* WRITTEN PROBLEM: Transcribe the listing word for word.

Dataset excerpt
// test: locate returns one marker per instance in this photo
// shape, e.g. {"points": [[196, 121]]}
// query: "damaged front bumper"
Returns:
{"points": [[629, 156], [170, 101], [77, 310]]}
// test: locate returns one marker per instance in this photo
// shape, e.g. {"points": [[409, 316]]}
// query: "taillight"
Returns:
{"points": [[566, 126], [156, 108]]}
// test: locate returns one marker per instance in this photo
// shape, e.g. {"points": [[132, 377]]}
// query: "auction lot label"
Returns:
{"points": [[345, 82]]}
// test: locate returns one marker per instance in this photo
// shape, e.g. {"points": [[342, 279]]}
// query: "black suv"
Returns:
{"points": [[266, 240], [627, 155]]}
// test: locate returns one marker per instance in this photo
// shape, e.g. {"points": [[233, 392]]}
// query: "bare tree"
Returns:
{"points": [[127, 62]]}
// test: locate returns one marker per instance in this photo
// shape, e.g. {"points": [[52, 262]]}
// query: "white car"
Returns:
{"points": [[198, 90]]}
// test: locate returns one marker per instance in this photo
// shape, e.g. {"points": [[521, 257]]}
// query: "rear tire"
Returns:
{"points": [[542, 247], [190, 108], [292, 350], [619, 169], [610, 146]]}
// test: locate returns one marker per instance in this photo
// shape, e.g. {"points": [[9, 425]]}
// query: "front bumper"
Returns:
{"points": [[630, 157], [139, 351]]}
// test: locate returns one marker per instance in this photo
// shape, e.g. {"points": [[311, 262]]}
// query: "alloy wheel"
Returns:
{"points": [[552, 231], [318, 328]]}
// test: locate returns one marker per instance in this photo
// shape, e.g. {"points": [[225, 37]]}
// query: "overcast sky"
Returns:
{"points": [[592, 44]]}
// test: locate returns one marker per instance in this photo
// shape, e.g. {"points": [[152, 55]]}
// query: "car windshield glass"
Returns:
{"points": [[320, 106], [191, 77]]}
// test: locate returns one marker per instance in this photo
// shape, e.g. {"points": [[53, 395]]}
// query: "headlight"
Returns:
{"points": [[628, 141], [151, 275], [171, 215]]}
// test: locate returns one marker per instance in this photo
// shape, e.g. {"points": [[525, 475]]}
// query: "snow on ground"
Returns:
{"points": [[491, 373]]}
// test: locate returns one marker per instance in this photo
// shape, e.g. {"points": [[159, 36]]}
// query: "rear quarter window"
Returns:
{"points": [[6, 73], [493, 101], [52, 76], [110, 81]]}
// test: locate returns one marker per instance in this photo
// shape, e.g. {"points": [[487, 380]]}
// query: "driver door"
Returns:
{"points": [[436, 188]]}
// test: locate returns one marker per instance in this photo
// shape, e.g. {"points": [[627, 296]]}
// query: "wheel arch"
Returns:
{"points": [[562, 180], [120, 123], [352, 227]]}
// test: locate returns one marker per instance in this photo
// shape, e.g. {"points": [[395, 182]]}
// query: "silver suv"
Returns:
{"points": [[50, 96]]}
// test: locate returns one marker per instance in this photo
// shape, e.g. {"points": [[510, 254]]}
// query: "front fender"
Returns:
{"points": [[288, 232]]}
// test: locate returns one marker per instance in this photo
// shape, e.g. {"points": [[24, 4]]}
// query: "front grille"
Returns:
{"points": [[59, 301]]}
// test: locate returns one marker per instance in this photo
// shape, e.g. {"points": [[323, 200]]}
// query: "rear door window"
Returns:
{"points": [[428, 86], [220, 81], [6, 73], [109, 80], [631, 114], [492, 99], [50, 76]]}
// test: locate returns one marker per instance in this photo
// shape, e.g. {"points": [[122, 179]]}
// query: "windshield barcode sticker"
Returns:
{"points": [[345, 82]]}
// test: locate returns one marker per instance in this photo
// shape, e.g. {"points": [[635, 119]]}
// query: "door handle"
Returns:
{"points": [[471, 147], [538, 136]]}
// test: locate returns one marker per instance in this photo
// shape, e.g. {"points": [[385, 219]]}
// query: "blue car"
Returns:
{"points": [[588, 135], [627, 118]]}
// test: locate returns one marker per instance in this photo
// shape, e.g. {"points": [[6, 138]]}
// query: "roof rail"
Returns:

* CORRECT RESULT:
// test: locate returns one marker per instance in this photo
// shape, e.g. {"points": [[196, 121]]}
// query: "damaged front bumper"
Returns:
{"points": [[629, 156], [170, 101], [77, 310]]}
// test: locate returns one marker per instance in this photo
// shape, e.g. {"points": [[409, 316]]}
// query: "taillight"
Returns:
{"points": [[566, 126], [156, 108]]}
// test: locate returns one marker per instance in this photo
// shape, e.g. {"points": [[132, 377]]}
// query: "auction lot label"
Returns:
{"points": [[345, 82]]}
// test: locate returns one marker per instance in this photo
// shape, e.g. {"points": [[342, 279]]}
// query: "black suv"
Returns:
{"points": [[266, 240], [627, 155]]}
// test: locate returns one marker per instance in this photo
// shape, e.g. {"points": [[233, 392]]}
// query: "bare tree"
Returns:
{"points": [[127, 62]]}
// test: locate returns one marker per instance in this photo
// shape, e.g. {"points": [[52, 262]]}
// query: "white car"
Returns:
{"points": [[198, 90]]}
// test: locate returns one marker per instance in this photo
// shape, e.g. {"points": [[521, 257]]}
// query: "rear tire"
Returns:
{"points": [[542, 247], [190, 108], [292, 350], [619, 169], [610, 146]]}
// test: locate returns one marker per instance in this photo
// shape, e.g. {"points": [[9, 425]]}
// query: "front bumper"
Returns:
{"points": [[630, 157], [139, 351]]}
// test: locate returns one marker per instance in this photo
// shape, e.g. {"points": [[311, 262]]}
// query: "alloy wheel"
Returns:
{"points": [[552, 231], [318, 328]]}
// test: locate returns one marker per instance in this photo
// shape, e.g. {"points": [[225, 37]]}
// query: "overcast sky"
Returns:
{"points": [[592, 44]]}
// test: locate returns one marker per instance in this photo
// shape, e.g. {"points": [[152, 55]]}
// query: "car windshield glass"
Returns:
{"points": [[320, 106], [191, 77]]}
// test: locate returns one marker per instance in this photo
// shape, e.g. {"points": [[53, 395]]}
// query: "headlight"
Returns:
{"points": [[628, 141], [151, 275], [171, 215]]}
// test: locate returns one marker per instance in this photo
// shape, e.g. {"points": [[525, 475]]}
// query: "snow on ground"
Returns:
{"points": [[491, 373]]}
// test: locate returns one marker per instance in this photo
// shape, e.g. {"points": [[159, 36]]}
// query: "rear quarter window"
Returns:
{"points": [[6, 73], [493, 101], [52, 76], [110, 81]]}
// test: locate returns one marker per instance in this photo
// shape, e.g. {"points": [[487, 380]]}
// query: "driver door"
Returns:
{"points": [[436, 188]]}
// test: locate returns one marker per instance in this photo
// shape, e.g. {"points": [[627, 296]]}
// query: "wheel arch"
Returns:
{"points": [[562, 180], [120, 123], [352, 227]]}
// test: locate returns one marker per instance in this photo
// shape, e.g. {"points": [[395, 182]]}
// query: "silver suv"
Returns:
{"points": [[50, 96]]}
// test: locate returns one marker per instance in this photo
// shape, e.g. {"points": [[510, 254]]}
// query: "front fender"
Returns:
{"points": [[288, 232]]}
// test: locate returns one marker per instance in this photo
// shape, e.g. {"points": [[24, 4]]}
// query: "front grille"
Returns:
{"points": [[59, 301]]}
// test: locate returns one marker per instance in this photo
// shape, e.g. {"points": [[323, 200]]}
// query: "rear door window"
Returns:
{"points": [[428, 86], [220, 81], [6, 73], [109, 80], [631, 114], [492, 99], [50, 76]]}
// test: locate returns one marker per instance in this photo
// shape, e.g. {"points": [[122, 179]]}
// query: "windshield barcode sticker"
Returns:
{"points": [[345, 82]]}
// test: locate returns one marker per instance in this photo
// shape, e.g. {"points": [[635, 119]]}
// query: "door handle"
Returns:
{"points": [[471, 147], [538, 136]]}
// test: locate returns one marker per instance in this photo
// shape, e.g. {"points": [[385, 219]]}
// query: "blue car"
Returns:
{"points": [[588, 135], [627, 118]]}
// test: locate returns one marker per instance in this photo
// shape, e.g. {"points": [[6, 138]]}
// query: "roof rail"
Returns:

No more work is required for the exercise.